## INSTRUCTION
Reproduce the entries from the line containing "Provide the segmentation" through the end of the entries, requests included, and increase every polygon vertex coordinate in the answers by 97, leaving the numbers in the requests unchanged. Leave the pictures out.

## STORED RECORDS

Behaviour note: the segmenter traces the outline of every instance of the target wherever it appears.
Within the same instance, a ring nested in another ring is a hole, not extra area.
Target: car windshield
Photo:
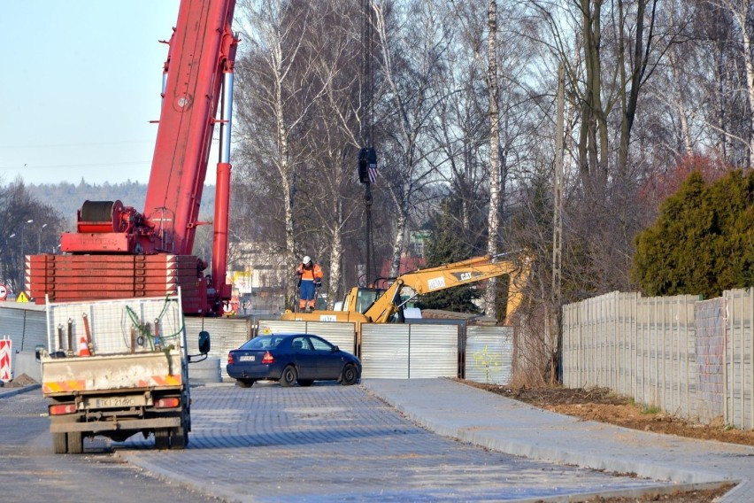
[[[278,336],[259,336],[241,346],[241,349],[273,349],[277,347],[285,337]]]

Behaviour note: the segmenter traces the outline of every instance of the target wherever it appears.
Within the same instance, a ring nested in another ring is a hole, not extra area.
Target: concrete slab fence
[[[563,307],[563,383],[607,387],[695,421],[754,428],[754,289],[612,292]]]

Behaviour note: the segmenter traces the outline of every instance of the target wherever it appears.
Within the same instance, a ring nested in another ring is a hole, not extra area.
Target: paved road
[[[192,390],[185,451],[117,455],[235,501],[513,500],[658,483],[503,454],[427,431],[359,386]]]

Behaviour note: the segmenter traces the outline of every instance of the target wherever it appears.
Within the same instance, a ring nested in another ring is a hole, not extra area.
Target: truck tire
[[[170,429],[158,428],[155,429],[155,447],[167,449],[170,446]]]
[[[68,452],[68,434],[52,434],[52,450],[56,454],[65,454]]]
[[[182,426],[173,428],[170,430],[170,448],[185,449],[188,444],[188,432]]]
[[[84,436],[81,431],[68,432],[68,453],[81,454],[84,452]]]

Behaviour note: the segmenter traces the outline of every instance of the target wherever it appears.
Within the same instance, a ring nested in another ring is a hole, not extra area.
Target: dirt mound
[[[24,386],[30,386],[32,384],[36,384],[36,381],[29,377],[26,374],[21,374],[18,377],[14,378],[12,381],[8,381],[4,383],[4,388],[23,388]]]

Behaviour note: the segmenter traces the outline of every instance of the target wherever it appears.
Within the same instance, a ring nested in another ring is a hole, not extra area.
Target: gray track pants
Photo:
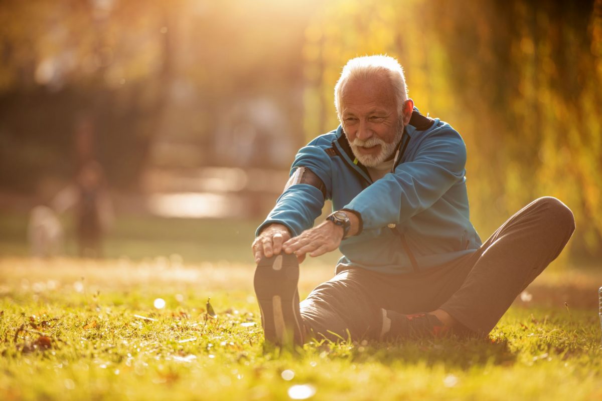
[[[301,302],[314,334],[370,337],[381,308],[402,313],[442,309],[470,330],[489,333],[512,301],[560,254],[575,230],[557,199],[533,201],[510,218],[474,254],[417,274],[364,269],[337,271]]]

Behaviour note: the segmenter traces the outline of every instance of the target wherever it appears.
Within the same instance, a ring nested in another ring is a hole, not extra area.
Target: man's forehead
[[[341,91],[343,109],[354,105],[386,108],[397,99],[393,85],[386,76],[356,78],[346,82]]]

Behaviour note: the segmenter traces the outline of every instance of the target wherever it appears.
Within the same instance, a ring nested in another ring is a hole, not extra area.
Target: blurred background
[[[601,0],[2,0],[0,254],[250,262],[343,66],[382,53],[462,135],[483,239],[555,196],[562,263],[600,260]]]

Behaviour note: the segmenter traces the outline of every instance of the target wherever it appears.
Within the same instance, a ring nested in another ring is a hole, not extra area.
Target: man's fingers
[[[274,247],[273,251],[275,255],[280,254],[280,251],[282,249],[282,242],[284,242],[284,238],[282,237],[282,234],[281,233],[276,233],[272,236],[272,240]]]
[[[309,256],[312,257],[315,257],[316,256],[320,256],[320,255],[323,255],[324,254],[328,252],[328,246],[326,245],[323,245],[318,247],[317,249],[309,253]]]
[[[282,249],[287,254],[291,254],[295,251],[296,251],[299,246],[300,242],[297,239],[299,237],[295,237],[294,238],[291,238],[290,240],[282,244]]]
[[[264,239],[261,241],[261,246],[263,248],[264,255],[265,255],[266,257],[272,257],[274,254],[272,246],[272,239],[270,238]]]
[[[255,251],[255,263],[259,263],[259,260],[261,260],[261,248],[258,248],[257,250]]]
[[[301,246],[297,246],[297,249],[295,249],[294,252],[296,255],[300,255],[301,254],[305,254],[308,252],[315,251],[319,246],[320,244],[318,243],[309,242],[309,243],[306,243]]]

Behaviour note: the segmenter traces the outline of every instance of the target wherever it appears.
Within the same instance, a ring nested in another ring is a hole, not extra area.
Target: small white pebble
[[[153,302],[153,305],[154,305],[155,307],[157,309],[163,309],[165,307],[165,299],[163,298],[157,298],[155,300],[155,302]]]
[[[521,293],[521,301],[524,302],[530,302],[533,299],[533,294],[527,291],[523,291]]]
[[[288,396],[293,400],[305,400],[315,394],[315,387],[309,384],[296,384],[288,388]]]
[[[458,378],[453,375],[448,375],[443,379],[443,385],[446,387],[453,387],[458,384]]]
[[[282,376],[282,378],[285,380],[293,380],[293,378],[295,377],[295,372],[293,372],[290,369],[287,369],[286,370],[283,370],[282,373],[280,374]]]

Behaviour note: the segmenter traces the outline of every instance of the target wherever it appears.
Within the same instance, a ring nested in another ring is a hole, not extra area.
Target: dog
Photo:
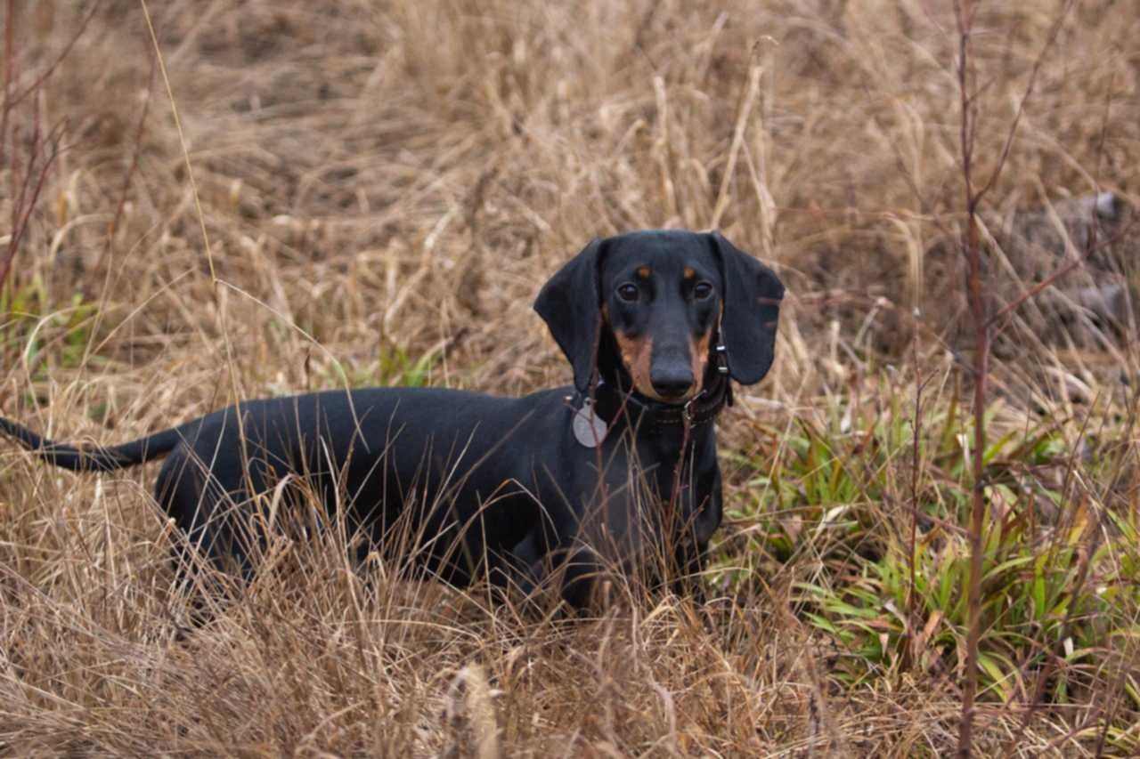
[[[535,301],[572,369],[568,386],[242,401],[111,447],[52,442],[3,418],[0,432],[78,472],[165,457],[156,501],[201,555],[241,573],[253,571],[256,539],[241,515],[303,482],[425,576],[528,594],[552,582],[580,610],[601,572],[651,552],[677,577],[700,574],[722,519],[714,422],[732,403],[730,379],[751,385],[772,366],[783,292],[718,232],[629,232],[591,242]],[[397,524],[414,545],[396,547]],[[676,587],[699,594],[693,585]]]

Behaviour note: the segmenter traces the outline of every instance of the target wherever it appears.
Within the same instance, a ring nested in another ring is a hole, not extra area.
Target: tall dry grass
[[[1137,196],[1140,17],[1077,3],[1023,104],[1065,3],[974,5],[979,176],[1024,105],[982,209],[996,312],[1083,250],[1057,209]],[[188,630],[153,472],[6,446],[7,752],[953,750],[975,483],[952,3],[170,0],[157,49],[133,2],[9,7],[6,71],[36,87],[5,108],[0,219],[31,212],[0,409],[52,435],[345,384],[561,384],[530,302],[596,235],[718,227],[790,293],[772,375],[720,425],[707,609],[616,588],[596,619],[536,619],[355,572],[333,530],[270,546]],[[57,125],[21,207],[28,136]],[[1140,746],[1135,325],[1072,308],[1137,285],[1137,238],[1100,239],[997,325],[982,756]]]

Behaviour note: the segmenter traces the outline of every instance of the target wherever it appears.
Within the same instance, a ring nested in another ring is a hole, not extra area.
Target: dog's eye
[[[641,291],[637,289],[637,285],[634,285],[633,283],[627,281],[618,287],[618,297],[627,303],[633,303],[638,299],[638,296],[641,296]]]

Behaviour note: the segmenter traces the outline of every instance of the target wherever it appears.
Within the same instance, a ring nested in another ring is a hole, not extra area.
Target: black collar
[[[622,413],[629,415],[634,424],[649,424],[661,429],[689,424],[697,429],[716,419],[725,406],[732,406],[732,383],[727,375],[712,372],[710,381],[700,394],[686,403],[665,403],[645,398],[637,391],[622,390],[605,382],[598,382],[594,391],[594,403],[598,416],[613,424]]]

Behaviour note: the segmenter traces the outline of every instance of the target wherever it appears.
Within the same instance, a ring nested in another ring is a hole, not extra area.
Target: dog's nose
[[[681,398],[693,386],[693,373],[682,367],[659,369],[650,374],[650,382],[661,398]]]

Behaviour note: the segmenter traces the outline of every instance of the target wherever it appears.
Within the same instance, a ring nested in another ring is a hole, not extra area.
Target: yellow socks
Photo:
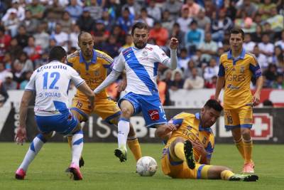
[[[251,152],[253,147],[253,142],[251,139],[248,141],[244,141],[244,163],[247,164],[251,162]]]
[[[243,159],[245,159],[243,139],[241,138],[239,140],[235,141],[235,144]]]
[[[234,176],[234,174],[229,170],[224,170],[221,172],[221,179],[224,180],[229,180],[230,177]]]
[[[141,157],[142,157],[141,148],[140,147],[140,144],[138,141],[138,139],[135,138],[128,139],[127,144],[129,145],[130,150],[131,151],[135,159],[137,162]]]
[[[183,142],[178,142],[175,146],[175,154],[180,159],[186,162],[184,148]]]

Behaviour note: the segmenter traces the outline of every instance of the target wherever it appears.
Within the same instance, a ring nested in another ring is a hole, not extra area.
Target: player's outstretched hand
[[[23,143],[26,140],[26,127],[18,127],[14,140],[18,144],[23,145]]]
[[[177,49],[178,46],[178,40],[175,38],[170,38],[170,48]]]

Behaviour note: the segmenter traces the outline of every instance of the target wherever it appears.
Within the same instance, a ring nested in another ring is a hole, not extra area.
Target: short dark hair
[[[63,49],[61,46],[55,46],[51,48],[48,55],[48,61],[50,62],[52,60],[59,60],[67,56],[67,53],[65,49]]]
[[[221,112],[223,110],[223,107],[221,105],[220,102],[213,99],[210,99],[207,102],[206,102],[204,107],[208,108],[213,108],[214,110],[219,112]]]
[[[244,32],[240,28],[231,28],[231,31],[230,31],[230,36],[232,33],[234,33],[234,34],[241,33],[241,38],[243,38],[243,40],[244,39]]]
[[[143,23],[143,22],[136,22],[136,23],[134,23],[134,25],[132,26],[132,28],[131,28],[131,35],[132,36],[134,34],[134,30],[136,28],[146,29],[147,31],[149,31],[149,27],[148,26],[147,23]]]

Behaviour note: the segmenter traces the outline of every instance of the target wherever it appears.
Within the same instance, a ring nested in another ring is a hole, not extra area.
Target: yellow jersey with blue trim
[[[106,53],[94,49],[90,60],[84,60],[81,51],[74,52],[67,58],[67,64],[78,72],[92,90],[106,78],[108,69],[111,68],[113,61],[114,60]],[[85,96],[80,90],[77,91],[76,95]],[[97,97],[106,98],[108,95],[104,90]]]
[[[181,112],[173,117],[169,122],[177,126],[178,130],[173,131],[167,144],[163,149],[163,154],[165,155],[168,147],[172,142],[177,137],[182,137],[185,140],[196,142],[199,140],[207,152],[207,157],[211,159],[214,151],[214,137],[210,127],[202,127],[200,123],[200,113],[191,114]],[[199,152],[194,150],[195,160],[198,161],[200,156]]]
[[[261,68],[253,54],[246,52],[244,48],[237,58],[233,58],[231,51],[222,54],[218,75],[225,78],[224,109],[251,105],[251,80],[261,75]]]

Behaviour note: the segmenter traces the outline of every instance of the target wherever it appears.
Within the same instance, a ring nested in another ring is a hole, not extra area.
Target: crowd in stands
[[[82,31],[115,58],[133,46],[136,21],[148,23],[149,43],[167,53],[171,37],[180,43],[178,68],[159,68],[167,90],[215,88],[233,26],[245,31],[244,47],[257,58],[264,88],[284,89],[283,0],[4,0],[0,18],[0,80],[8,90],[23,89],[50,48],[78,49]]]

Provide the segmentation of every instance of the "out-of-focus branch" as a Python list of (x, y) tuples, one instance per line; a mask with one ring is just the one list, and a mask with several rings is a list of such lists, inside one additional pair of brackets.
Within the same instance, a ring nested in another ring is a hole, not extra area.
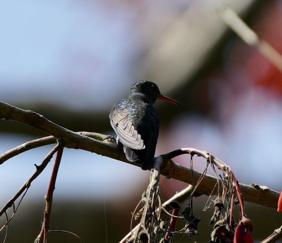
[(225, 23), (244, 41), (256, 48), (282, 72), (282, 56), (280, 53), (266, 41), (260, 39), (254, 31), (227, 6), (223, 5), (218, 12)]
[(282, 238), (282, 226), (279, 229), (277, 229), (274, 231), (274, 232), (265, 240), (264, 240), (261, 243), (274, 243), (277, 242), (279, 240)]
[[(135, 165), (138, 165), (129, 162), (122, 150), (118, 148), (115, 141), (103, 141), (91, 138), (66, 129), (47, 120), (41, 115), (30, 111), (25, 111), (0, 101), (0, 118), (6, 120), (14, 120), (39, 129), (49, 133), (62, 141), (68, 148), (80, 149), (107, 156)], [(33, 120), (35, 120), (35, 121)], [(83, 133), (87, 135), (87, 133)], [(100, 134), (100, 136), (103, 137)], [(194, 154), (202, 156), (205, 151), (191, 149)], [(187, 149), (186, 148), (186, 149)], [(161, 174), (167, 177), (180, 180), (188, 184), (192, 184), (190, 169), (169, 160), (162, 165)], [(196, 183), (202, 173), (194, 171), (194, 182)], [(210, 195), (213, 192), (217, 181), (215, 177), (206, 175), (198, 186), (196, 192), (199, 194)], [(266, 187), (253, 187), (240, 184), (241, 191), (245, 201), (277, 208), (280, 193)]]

## OUTPUT OF THE TASK
Provide the segmentation of every instance of the "out-of-focus branch" as a Python list of (x, y) tuples, one instance per line; a mask with one ring is just the one list, and a mask with several rings is a list of such lists, inside one additional pair of brackets.
Within the same instance, a ring nested in another ring is a hole, not extra area.
[(322, 120), (341, 138), (353, 145), (379, 169), (379, 153), (377, 150), (363, 138), (357, 136), (351, 128), (324, 103), (320, 102), (315, 109)]
[(379, 335), (379, 323), (376, 326), (374, 326), (371, 328), (371, 329), (362, 337), (361, 337), (358, 340), (371, 340), (374, 339), (376, 337)]
[[(232, 262), (235, 262), (226, 259), (219, 247), (215, 245), (212, 238), (200, 238), (188, 235), (163, 226), (144, 217), (138, 212), (127, 208), (122, 208), (97, 198), (97, 215), (103, 217), (111, 217), (136, 226), (146, 230), (159, 238), (165, 245), (177, 246), (204, 253)], [(130, 217), (132, 217), (132, 218)], [(180, 230), (184, 232), (184, 230)], [(197, 231), (197, 233), (200, 234)], [(291, 251), (299, 253), (302, 248), (288, 246)], [(284, 246), (283, 245), (283, 246)], [(258, 271), (264, 274), (277, 277), (285, 281), (289, 281), (287, 266), (266, 257), (259, 262)], [(293, 280), (299, 270), (291, 268), (291, 279)], [(307, 292), (310, 289), (314, 278), (312, 274), (303, 272), (295, 283), (293, 289), (296, 291)], [(363, 284), (350, 284), (337, 281), (338, 288), (342, 298), (374, 305), (377, 290)]]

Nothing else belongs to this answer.